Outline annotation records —

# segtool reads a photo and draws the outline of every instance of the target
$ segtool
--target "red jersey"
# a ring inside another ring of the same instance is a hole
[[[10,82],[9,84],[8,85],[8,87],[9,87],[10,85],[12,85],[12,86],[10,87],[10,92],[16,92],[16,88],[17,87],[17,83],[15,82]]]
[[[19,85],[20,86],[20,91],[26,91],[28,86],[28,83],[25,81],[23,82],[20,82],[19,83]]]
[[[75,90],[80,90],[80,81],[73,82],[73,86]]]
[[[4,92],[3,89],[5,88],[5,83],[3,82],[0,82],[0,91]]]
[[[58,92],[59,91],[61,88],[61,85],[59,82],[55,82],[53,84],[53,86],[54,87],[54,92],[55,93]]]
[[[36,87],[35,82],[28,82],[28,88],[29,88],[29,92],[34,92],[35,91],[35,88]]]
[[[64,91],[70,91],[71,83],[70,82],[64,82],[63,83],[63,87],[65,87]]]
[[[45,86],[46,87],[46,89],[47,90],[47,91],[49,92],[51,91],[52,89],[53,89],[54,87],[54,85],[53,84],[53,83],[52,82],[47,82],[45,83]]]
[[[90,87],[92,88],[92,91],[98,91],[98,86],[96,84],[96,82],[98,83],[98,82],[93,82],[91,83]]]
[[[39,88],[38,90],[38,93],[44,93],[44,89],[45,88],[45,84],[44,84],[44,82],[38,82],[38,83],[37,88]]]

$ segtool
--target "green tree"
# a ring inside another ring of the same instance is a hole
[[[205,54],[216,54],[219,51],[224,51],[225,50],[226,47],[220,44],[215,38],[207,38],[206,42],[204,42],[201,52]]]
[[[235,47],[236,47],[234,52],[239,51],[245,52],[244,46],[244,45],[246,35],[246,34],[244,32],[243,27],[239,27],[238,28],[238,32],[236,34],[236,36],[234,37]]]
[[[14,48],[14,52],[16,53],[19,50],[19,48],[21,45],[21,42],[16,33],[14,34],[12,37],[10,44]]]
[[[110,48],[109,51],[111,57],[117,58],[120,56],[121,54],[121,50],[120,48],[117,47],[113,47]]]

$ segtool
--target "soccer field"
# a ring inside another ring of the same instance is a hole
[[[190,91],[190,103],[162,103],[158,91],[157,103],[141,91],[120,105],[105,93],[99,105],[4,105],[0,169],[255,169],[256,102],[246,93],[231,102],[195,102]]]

Directions —
Rescale the listing from its first line through the line that contains "[[[4,92],[3,89],[5,88],[5,83],[3,82],[0,82],[0,91]]]", both included, and reproduce only those lines, requests and all. Multiply every coordinate in the answers by 1.3 and round each to a whole number, with halves rounded up.

Written solution —
# segtool reads a photo and draws the outline of every instance of the target
$ segtool
--target "red jersey"
# a ring inside another ring of the same instance is a hole
[[[13,107],[12,109],[10,111],[10,113],[12,113],[13,111],[16,111],[16,112],[13,113],[13,120],[21,120],[21,114],[22,113],[22,108],[20,107]]]
[[[25,111],[26,112],[26,118],[34,118],[36,112],[36,108],[33,105],[30,107],[26,107],[25,108]]]
[[[98,117],[104,117],[104,105],[95,107],[95,112]]]
[[[5,120],[4,116],[7,114],[7,108],[4,107],[0,107],[0,118]]]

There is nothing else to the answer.